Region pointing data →
--

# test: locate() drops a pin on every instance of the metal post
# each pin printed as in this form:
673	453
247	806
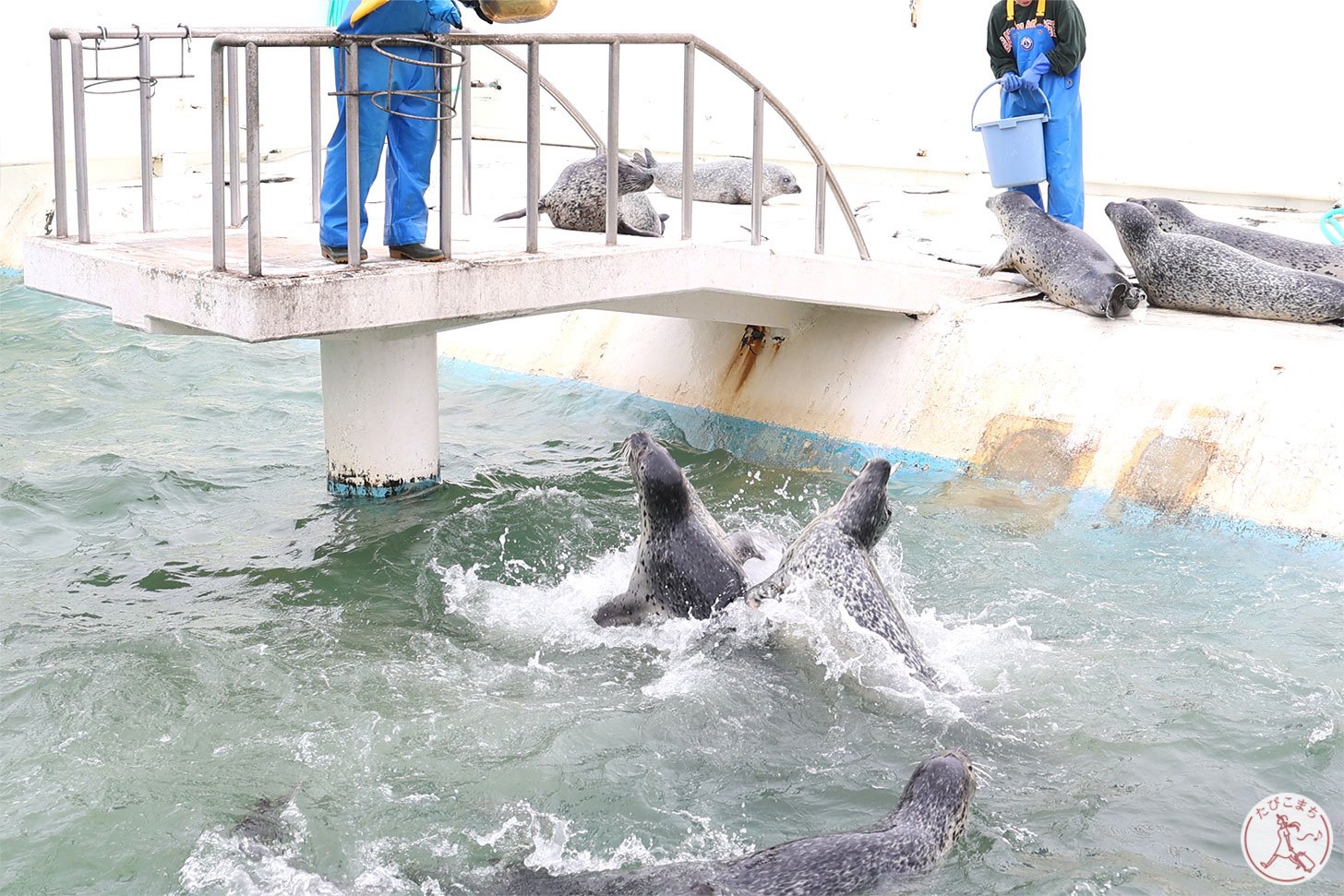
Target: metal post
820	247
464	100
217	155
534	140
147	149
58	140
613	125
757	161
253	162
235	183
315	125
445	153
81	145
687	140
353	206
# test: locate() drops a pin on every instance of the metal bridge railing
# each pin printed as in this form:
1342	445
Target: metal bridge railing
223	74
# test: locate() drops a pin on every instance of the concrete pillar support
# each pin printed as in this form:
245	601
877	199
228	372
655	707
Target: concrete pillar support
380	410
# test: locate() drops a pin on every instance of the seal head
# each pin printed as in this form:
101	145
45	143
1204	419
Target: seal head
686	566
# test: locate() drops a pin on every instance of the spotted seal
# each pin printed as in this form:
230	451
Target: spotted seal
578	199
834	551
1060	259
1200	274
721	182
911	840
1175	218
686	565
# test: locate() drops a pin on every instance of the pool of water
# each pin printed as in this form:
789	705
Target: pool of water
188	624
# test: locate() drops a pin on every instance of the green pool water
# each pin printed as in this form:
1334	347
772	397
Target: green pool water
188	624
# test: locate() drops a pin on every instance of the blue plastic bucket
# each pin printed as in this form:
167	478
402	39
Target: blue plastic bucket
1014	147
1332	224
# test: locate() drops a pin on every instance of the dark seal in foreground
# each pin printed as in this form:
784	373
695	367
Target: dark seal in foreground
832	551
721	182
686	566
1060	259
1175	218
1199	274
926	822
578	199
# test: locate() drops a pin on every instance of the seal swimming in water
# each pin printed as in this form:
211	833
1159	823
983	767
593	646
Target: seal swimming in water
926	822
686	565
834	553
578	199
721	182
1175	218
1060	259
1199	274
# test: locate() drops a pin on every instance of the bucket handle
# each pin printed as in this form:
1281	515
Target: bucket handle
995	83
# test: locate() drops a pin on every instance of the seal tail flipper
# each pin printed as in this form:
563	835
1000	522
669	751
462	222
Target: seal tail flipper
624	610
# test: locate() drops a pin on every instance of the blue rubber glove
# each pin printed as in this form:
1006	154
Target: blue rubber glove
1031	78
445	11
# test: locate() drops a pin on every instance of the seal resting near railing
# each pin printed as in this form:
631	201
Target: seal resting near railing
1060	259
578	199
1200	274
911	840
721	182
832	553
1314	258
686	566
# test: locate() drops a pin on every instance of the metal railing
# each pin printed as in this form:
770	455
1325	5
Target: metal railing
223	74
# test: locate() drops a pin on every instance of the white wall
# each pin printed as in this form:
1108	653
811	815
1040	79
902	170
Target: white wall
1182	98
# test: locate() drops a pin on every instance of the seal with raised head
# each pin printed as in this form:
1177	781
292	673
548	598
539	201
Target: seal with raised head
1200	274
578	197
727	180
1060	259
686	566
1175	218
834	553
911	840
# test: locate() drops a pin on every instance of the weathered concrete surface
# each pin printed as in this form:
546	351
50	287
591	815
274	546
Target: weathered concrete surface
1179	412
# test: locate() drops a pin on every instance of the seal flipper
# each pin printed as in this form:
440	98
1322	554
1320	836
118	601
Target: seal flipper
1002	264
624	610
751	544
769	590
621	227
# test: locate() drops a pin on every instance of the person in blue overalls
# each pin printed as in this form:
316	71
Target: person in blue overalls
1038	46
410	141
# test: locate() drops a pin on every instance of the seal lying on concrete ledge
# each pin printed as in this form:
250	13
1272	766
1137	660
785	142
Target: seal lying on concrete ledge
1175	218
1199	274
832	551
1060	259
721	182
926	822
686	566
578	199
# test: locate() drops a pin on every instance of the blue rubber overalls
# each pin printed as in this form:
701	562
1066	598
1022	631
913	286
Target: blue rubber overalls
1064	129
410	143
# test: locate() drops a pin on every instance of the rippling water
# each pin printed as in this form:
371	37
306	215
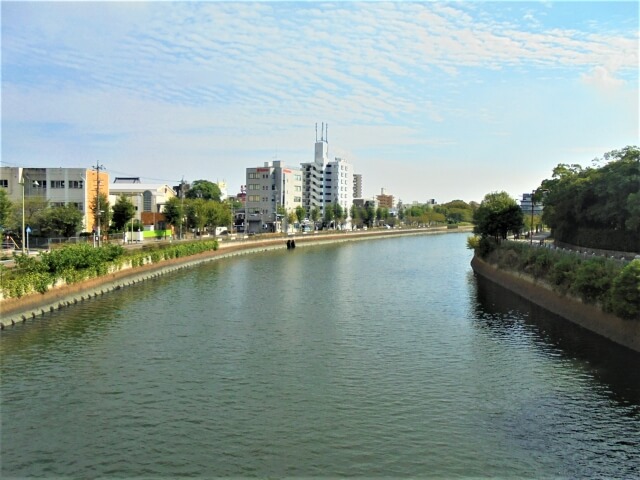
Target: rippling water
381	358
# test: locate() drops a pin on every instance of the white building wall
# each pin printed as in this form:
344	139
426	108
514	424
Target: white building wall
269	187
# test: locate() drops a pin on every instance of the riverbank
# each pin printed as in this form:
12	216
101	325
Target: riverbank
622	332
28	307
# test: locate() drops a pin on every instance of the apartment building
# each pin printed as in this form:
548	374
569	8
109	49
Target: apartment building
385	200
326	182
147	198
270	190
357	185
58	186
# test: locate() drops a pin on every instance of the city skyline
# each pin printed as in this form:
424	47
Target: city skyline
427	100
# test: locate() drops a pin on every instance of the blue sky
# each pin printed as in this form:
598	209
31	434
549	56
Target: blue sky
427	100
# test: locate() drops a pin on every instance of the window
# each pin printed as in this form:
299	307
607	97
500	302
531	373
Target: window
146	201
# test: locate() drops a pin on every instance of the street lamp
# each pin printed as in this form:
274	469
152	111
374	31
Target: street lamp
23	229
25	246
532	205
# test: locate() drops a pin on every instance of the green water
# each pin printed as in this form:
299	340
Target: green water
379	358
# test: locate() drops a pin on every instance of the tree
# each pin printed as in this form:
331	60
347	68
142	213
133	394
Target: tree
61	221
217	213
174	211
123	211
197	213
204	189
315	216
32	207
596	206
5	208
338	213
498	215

--

THE PROBLEM → No pictures belong in the copy; output every record exactly.

OUTPUT OF THE TASK →
# test: locate() drops a pin on every instance of the metal post
# each pin printed as in this form:
673	453
247	806
Target: metal post
820	247
464	100
217	155
534	140
147	149
58	140
613	125
757	161
253	162
235	183
315	125
445	153
81	145
687	140
353	206
# test: locate() drops a pin on every instance of the metal bridge railing
# each pin printed as in this form:
1342	445
Target: metal bridge railing
223	74
# test: locate() drops a pin on every instance of the concrete pillar support
# each pin printed as in this form:
245	601
877	199
228	372
655	707
Target: concrete pillar support
380	410
# test: locate() drops a pin on every instance of the seal head
# each pin printed as in this form:
101	145
45	143
1204	419
Target: seal head
686	566
# test: locate() drops a pin on every instance of the spotted seal
# each pin printed as in this form:
230	451
Target: spotted seal
578	199
834	551
1060	259
1200	274
721	182
911	840
1175	218
686	565
# test: locate() drops a pin on every instance of the pool of water
# each pin printed as in this form:
789	705
Target: pool of water
188	624
# test: locate() drops a pin on every instance of the green pool water
# each pin printed as in this form:
1334	347
772	397
Target: green pool water
188	624
# test: locate() drops a pin on every instance of the blue plastic bucket
# each pin printed as in this form:
167	478
402	39
Target: blue plastic bucket
1014	147
1332	224
# test: locate() drops a pin on every instance of the dark seal in foreground
# each pin printed as in this form:
784	373
695	367
Target: dark seal in foreground
832	551
721	182
686	566
1060	259
1175	218
1199	274
926	822
578	199
# test: locate() drops a pin on every instance of the seal swimming in water
# each pin printed as in this form:
211	833
1159	823
983	767
593	646
Target: seal swimming in water
926	822
686	565
834	553
578	199
721	182
1175	218
1060	259
1199	274
# test: locate() drops a pin on every instance of the bucket handle
# each pin printed as in this form:
1281	515
Target: bucket handle
995	83
# test: locate() drops a pin on every instance of the seal tail flipper
# each pin printed as in this form:
563	835
1000	522
669	751
462	222
Target: seal tail flipper
624	610
# test: locate() drops a pin on every instance of the blue rubber glove
# each pin printed as in this form:
1006	154
Target: blue rubber glove
1031	78
445	11
# test: locate() drops a pin on every instance of the seal resting near railing
# each pin printed as in this form:
631	201
Target: seal resting near railing
1060	259
578	199
1200	274
911	840
721	182
832	553
1314	258
686	566
# test: locate() drops a pin on every instance of the metal railing
# each pin printed as in this form:
770	455
1325	5
Target: metal railing
223	74
# test: locate() drops a pin on every instance of the white wall
# each pin printed as in this form:
1108	653
811	815
1040	79
902	170
Target: white wall
1182	98
# test: locate() drops a pin on every instance of the seal with raised head
# each pin printed as in this form:
1177	781
292	673
548	598
539	201
Target: seal with raised head
1200	274
578	197
727	180
1060	259
686	566
1175	218
834	553
911	840
# test: locate() drops a pin on every instance of the weathered concrete surface
# each pin printed as in this form:
546	351
50	287
591	815
274	546
Target: weathered concrete surface
1179	412
# test: locate() drops a pin on every instance of the seal flipper
# each pin printed as in this form:
440	98
1322	554
1320	836
118	601
Target: seal flipper
1002	264
624	610
751	544
769	590
621	227
# test: locate() drops a pin on every instance of the person in blue overalls
# each pin printed as in this form:
316	71
Target: person in blue overalls
1038	46
410	141
# test: locate() drops a pin on every instance of the seal lying on concrete ledge
# each pin printed as in this form:
250	13
1272	766
1137	660
785	142
Target: seal lying on concrete ledge
1175	218
1199	274
832	551
1060	259
721	182
926	822
686	566
578	199
# test: locate() drops a pin on every instance of the blue rubber overalls
# each pin printed as in this form:
701	562
1066	598
1022	631
913	286
Target: blue rubber overalls
1064	129
410	143
# test: locate() drops a pin on every instance of the rippling water
# each pin printed as in this form:
371	37
306	215
Target: rippling water
381	358
# test: locate() drops a pin on every instance of the white building wall
# each pin printed as in this form:
344	139
426	108
514	424
Target: white building wall
269	187
# test: locate() drops a pin on every instance of the riverbank
# each pin printed as in this form:
12	216
101	325
Target: riverbank
622	332
28	307
# test: locate() drops a pin on every instance of the apartment building
# each pin printed as in this form:
548	374
569	8
109	49
Target: apartment building
385	200
326	182
147	198
270	190
357	185
58	186
# test: locate() drops a pin on every instance of the city skyline
# each pin printed as in this form:
424	47
Target: city skyline
427	100
# test: locate() drops a pin on every instance of the blue sky
# each pin printed as in this form:
598	209
31	434
549	56
Target: blue sky
427	100
# test: locate() drops a pin on every instance of the window
# each pin printed as in this form:
299	307
607	97
500	302
531	373
Target: window
146	201
# test: locate() drops a pin on every instance of the street lamp
# each pin printed as in this form:
274	469
152	111
374	31
Target: street lamp
23	229
25	246
532	205
# test: locate() drops a pin on every instance of the green water
# each pin printed as in this form:
299	340
Target: green water
379	358
# test: locate() drops a pin on every instance of the tree
# each pin printed as in this form:
331	60
347	68
142	213
133	394
Target: tree
61	221
217	213
174	211
123	211
197	213
204	189
315	216
32	207
596	206
5	208
338	213
498	215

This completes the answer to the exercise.